Dorset Fire and Rescue were busy with several calls.
At 8.30pm on the 20th of Novwmber, crews from Sherborne and Sturminster Newton were called to Boys Hill, Holnest. A van, with a man inside, was stuck in flood water approx 4 feet deep. Wading teams used an inflatable boat to rescue the motorist.
At 6.30am on the 21st of November, crews from Maiden Newton and Dorchester were called to a car stuck in 4 inches of flood water at Muckleford off the A37 at Grimstone. Crews pushed the car and its male driver free.
Then at 8.20, crews from Yeovil and Sherborne were called to Netherton Lane off the A37, Netherton. One car with a mum and and three children inside was stuck in flood water. Crews pushed the car to safety and ensured they had support for vehicle recovery.

Provided records:
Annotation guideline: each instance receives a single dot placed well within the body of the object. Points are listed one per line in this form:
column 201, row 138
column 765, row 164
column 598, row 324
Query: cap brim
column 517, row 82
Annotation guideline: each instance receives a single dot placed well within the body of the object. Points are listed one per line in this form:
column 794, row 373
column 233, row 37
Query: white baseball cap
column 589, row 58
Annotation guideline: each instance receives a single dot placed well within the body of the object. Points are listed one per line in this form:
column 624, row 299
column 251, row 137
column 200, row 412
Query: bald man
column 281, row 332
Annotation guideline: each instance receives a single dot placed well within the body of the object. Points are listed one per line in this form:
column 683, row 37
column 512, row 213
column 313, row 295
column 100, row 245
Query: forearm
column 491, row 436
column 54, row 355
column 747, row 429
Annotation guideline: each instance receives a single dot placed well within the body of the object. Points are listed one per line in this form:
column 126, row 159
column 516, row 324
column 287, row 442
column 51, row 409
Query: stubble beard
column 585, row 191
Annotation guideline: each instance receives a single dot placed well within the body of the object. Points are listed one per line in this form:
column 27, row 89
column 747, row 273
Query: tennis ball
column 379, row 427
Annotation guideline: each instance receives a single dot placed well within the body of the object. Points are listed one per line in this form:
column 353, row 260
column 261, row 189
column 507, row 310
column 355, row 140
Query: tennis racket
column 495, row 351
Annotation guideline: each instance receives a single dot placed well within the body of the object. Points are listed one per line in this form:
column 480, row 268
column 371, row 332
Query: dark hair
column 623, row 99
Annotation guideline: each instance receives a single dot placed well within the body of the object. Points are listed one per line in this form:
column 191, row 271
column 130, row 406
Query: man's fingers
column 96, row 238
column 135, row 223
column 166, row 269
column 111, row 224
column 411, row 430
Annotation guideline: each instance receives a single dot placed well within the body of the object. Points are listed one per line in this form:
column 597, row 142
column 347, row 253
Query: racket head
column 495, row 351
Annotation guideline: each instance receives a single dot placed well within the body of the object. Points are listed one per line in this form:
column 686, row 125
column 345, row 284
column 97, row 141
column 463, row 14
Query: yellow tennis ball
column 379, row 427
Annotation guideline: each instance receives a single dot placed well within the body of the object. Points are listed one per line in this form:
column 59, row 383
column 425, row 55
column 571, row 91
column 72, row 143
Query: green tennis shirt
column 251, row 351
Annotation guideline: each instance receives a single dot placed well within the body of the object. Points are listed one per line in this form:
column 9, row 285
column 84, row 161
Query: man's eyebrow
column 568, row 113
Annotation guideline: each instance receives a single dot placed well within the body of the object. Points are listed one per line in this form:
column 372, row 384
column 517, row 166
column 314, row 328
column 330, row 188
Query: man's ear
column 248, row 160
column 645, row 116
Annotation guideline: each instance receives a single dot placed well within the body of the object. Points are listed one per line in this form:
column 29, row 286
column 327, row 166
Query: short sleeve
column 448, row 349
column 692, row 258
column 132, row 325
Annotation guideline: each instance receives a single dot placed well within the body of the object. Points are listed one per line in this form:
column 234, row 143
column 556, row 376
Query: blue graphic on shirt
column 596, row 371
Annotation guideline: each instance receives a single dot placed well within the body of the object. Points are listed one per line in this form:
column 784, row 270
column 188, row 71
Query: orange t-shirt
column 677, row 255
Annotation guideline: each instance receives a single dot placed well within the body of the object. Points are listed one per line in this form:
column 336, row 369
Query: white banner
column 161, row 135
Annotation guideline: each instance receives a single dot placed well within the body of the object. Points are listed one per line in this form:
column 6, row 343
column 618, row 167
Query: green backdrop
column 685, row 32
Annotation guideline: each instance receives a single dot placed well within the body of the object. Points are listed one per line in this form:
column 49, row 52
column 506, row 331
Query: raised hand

Requests:
a – Extract the Dorset flood rescue report word for word, in full.
b – Copy the part of the entries that opens with their very first line and closes with the line containing "column 517, row 82", including both of those lines.

Answers to each task:
a –
Dorset Fire and Rescue were busy with several calls.
At 8.30pm on the 20th of Novwmber, crews from Sherborne and Sturminster Newton were called to Boys Hill, Holnest. A van, with a man inside, was stuck in flood water approx 4 feet deep. Wading teams used an inflatable boat to rescue the motorist.
At 6.30am on the 21st of November, crews from Maiden Newton and Dorchester were called to a car stuck in 4 inches of flood water at Muckleford off the A37 at Grimstone. Crews pushed the car and its male driver free.
Then at 8.20, crews from Yeovil and Sherborne were called to Netherton Lane off the A37, Netherton. One car with a mum and and three children inside was stuck in flood water. Crews pushed the car to safety and ensured they had support for vehicle recovery.

b –
Annotation guideline: each instance receives a single dot placed well within the body of the object. Points are listed one per line in this form:
column 201, row 138
column 765, row 164
column 598, row 324
Query: cap brim
column 517, row 82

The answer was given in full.